### Work to be completed
Please give the listing again in its entirety, exactly as written.

Records from a point labeling set
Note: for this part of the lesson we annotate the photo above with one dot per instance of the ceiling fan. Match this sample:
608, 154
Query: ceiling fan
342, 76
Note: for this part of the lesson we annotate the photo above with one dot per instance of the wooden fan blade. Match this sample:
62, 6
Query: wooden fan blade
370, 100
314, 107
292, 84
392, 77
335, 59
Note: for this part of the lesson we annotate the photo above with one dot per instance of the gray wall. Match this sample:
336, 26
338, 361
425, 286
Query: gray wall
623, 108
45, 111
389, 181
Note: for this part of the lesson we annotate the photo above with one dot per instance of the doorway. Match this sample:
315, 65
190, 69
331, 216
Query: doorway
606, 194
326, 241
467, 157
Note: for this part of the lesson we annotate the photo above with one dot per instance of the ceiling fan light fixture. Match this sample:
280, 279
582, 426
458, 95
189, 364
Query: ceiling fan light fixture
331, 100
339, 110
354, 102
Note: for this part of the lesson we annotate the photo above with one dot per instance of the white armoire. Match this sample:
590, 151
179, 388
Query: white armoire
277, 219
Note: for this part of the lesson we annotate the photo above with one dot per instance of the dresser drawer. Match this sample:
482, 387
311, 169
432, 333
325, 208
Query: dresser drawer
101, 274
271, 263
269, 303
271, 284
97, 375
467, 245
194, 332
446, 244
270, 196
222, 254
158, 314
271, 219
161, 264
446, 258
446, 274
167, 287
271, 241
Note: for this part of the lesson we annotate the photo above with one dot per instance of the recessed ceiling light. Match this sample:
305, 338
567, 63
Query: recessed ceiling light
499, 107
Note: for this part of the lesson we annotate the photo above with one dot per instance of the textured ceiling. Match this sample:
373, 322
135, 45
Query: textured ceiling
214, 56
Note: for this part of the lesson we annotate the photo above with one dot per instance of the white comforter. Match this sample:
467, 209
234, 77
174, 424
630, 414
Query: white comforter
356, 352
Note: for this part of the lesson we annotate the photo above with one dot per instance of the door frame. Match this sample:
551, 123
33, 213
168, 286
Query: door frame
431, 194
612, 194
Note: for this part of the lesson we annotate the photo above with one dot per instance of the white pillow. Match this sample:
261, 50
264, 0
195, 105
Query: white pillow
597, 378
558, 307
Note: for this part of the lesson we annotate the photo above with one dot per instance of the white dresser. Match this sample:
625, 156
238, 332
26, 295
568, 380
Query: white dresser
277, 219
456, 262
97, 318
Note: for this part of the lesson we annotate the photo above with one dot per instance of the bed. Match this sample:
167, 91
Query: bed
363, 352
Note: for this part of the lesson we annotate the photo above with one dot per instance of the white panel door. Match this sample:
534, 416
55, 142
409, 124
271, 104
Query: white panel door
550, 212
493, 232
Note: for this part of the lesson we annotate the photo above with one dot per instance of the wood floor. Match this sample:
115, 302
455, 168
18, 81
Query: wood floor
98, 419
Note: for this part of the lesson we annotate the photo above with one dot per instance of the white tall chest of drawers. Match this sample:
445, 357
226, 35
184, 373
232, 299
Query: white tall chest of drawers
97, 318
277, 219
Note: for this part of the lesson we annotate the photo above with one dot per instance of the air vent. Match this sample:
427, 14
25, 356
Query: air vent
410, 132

### Response below
Note: for this part of the lesson we annotate the photo above with one dot per instance of the ceiling fan. Match this sample:
608, 154
Query: ceiling fan
342, 76
Note: for this part of the lesson we annotate the photo above with one dot per instance of the wooden fan blade. Match this sample:
62, 6
Query: wooden fan blade
370, 100
314, 107
292, 84
392, 77
335, 59
Note: for this part of the lesson we annotate the photo above with one dot per instance of the gray wall. Match this sample:
336, 26
338, 361
425, 286
Query: gray wall
623, 108
45, 111
389, 181
Note: for this part of the lesson we annotate the photo above with one dot per instance of the doorway. Match this sample:
315, 65
190, 69
331, 216
Query: doorway
606, 194
326, 241
467, 157
Note: for this part of the lesson we annotate the photo above with one dot per instance of the ceiling fan light fixture. Match this sample:
280, 279
582, 426
458, 95
189, 364
Query: ceiling fan light fixture
331, 100
339, 110
354, 102
Note: for this part of the lesson we annotate the photo above with one dot per instance of the white armoire. Match this sample:
590, 151
179, 388
Query: white armoire
277, 219
Note: for this part of the lesson we annotate the photo above with one dot per instance of the dresser drawer. Match this sample:
482, 387
311, 169
432, 333
325, 208
Query: dresser drawer
101, 274
271, 263
269, 303
271, 284
97, 375
467, 245
194, 332
446, 244
270, 196
222, 254
158, 314
271, 219
161, 264
446, 258
446, 274
167, 287
271, 241
Note: for this part of the lesson we annotate the photo above with one dot per instance of the recessed ceiling light. Match this sample:
305, 338
567, 63
Query: recessed ceiling light
499, 107
Note: for this part of the lesson we annotate the photo above with one dot per instance of the textured ceiling. Match this sample:
373, 322
135, 45
Query: textured ceiling
214, 56
Note: for this part of the lesson we annotate the photo above with one dot per instance of the white comforter. Match this sample:
467, 209
234, 77
174, 424
630, 414
Query: white comforter
356, 352
Note: for this part of the lesson we annotate the photo above with one dot per instance of the door frame. Match this sample:
551, 123
33, 213
168, 286
Query: door frame
431, 194
612, 194
Note: for this part of the lesson we annotate the photo above with one dot per instance of the white pillow. Match this sample:
261, 50
264, 0
195, 105
Query: white pillow
597, 378
558, 307
Note: for this part of the lesson we annotate the photo above with one dot per instance of the white dresser. Match this sample:
625, 156
238, 332
26, 295
568, 380
Query: white dresser
277, 219
456, 262
97, 318
Note: for this part of the lesson we annotate the photo above with one dot per instance of the bed. Match this sample:
167, 91
Query: bed
363, 352
Note: for this part of the lesson we annotate the photo above with one dot per instance of the white panel door. Match this sample:
534, 416
55, 142
409, 124
271, 104
Query: white panel door
550, 212
493, 232
Note: for this part of the lesson we annotate the photo above with one dot per instance of the wood floor. Match this sample:
115, 302
455, 168
18, 81
Query: wood floor
98, 419
Note: for this part of the lesson we annotate the photo above with one dot per instance of the white tall chest of drawers. Match this sample:
445, 357
226, 35
184, 373
232, 299
Query: white tall chest of drawers
97, 318
277, 219
Note: for this part of the lesson we annotate the photo above with one dot per instance of the air vent. Match this sample:
427, 14
25, 356
Query: air vent
410, 132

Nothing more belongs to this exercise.